◆ Consigna:
Copia sin ningún cambio la parte del fragmento sobre la conquista del Perú que empieza con las palabras que contienen "Los españoles fueron" y termina con "en la lucha.".

═══ Fragmento

Los españoles fueron así penetrando al Imperio. Auxiliaban a uno u otro bando según
las conveniencias del momento. Aprovechando el caos, burlando a los jefes indios,
minaron toda posibilidad de resistencia organizada. Frente al arrojo de los cuzqueños
que se lanzaban sin miedo Contra el acero y el fuego, pudo más la astucia de los
peninsulares, quienes eran protegidos por grandes masas de indios aliados. Las energías
incaicas se gastaron en la lucha fratricida. Las de Occidente, en cambio, se aplicaron en
objetivos muy concretos y perfectamente determinados.

Fue en medio de estas condiciones que se hizo factible el que unos diez mil españoles
conquistasen el Perú en un decenio, cayendo dos mil de ellos en la lucha.

══════
═══ Filas extraídas

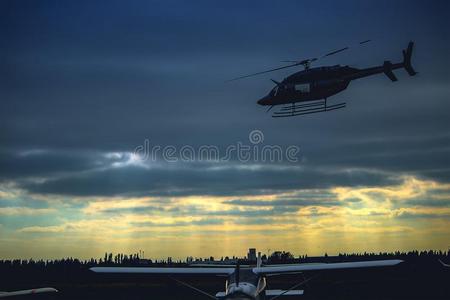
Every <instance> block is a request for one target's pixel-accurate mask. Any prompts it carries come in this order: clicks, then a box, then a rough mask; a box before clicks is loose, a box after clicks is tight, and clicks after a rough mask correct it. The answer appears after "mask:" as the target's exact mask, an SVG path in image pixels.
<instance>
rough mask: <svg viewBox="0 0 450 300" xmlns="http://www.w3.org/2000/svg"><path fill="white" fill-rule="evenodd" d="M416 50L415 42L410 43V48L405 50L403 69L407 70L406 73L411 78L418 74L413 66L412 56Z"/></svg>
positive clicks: (404, 52)
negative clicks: (412, 66)
mask: <svg viewBox="0 0 450 300" xmlns="http://www.w3.org/2000/svg"><path fill="white" fill-rule="evenodd" d="M413 48H414V42H412V41H411V42H409V44H408V48H406V50H403V67H404V68H405V70H406V72H408V74H409V75H410V76H414V75H416V74H417V72H416V71H414V69H413V67H412V65H411V56H412V51H413Z"/></svg>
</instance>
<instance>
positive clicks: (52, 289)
mask: <svg viewBox="0 0 450 300" xmlns="http://www.w3.org/2000/svg"><path fill="white" fill-rule="evenodd" d="M57 291H58V290H56V289H54V288H38V289H31V290H20V291H13V292H0V298H3V297H12V296H21V295H30V294H39V293H55V292H57Z"/></svg>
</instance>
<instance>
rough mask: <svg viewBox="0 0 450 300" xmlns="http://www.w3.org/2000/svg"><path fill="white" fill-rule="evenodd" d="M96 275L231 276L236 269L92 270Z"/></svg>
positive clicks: (149, 268)
mask: <svg viewBox="0 0 450 300" xmlns="http://www.w3.org/2000/svg"><path fill="white" fill-rule="evenodd" d="M90 270H91V271H94V272H96V273H134V274H167V275H181V274H198V275H201V274H209V275H230V274H231V273H233V271H234V268H150V267H129V268H127V267H94V268H90Z"/></svg>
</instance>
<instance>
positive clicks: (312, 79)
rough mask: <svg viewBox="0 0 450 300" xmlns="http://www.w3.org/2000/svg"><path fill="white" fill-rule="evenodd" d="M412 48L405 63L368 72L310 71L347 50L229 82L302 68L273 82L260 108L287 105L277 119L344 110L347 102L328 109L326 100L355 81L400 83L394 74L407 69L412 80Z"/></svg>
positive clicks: (236, 78)
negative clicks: (318, 63)
mask: <svg viewBox="0 0 450 300" xmlns="http://www.w3.org/2000/svg"><path fill="white" fill-rule="evenodd" d="M368 42H370V40H366V41H362V42H360V43H359V44H365V43H368ZM413 47H414V42H412V41H411V42H409V44H408V47H407V49H406V50H403V61H402V62H398V63H391V62H390V61H385V62H384V63H383V64H382V65H380V66H375V67H370V68H365V69H357V68H353V67H350V66H341V65H335V66H324V67H317V68H311V63H313V62H315V61H317V60H319V59H322V58H325V57H328V56H331V55H334V54H337V53H340V52H342V51H345V50H347V49H349V47H345V48H342V49H339V50H335V51H332V52H329V53H327V54H325V55H323V56H321V57H319V58H317V57H315V58H309V59H304V60H301V61H284V62H290V63H291V64H289V65H286V66H282V67H278V68H274V69H270V70H267V71H262V72H257V73H253V74H250V75H245V76H241V77H237V78H233V79H231V80H229V81H234V80H238V79H243V78H247V77H252V76H256V75H260V74H265V73H269V72H273V71H277V70H282V69H286V68H292V67H296V66H303V67H304V70H302V71H300V72H297V73H294V74H292V75H290V76H288V77H286V78H285V79H284V80H283V81H281V82H278V81H275V80H273V79H271V80H272V82H274V83H275V84H276V86H275V87H274V88H273V89H272V90H271V91H270V92H269V93H268V94H267V95H266V96H264V97H263V98H261V99H260V100H258V101H257V103H258V104H259V105H263V106H269V109H268V110H267V111H269V110H271V109H272V108H273V107H274V106H277V105H285V106H284V107H282V108H281V109H280V110H279V111H277V112H275V113H274V114H273V115H272V117H274V118H277V117H292V116H299V115H306V114H313V113H320V112H327V111H331V110H336V109H341V108H344V107H345V105H346V103H345V102H342V103H338V104H333V105H328V103H327V99H328V98H329V97H331V96H333V95H336V94H338V93H340V92H342V91H344V90H345V89H347V87H348V85H349V84H350V82H351V81H352V80H356V79H360V78H364V77H368V76H372V75H375V74H380V73H384V74H385V75H386V76H387V77H388V78H389V79H390V80H391V81H397V77H396V76H395V74H394V73H393V72H392V70H395V69H400V68H404V69H405V70H406V72H407V73H408V74H409V75H410V76H414V75H416V74H417V73H416V71H414V69H413V67H412V65H411V56H412V52H413ZM296 103H300V104H296Z"/></svg>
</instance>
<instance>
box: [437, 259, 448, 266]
mask: <svg viewBox="0 0 450 300" xmlns="http://www.w3.org/2000/svg"><path fill="white" fill-rule="evenodd" d="M438 260H439V262H440V263H441V265H443V266H444V267H447V268H450V265H448V264H446V263H444V262H443V261H442V260H440V259H438Z"/></svg>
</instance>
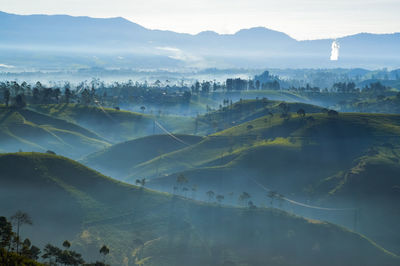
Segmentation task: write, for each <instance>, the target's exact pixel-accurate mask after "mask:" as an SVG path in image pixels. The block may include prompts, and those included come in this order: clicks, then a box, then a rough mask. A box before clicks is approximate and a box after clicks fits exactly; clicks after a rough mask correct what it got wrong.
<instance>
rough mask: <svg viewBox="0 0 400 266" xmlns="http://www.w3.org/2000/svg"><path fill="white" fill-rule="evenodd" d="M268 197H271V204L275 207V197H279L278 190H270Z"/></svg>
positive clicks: (276, 197) (267, 196)
mask: <svg viewBox="0 0 400 266" xmlns="http://www.w3.org/2000/svg"><path fill="white" fill-rule="evenodd" d="M267 197H268V198H270V204H271V207H273V205H274V199H275V198H277V197H278V192H276V191H272V190H271V191H270V192H268V194H267Z"/></svg>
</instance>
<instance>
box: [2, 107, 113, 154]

══════

◆ Respuesta:
Los españoles fueron así penetrando al Imperio. Auxiliaban a uno u otro bando según
las conveniencias del momento. Aprovechando el caos, burlando a los jefes indios,
minaron toda posibilidad de resistencia organizada. Frente al arrojo de los cuzqueños
que se lanzaban sin miedo Contra el acero y el fuego, pudo más la astucia de los
peninsulares, quienes eran protegidos por grandes masas de indios aliados. Las energías
incaicas se gastaron en la lucha fratricida. Las de Occidente, en cambio, se aplicaron en
objetivos muy concretos y perfectamente determinados.

Fue en medio de estas condiciones que se hizo factible el que unos diez mil españoles
conquistasen el Perú en un decenio, cayendo dos mil de ellos en la lucha.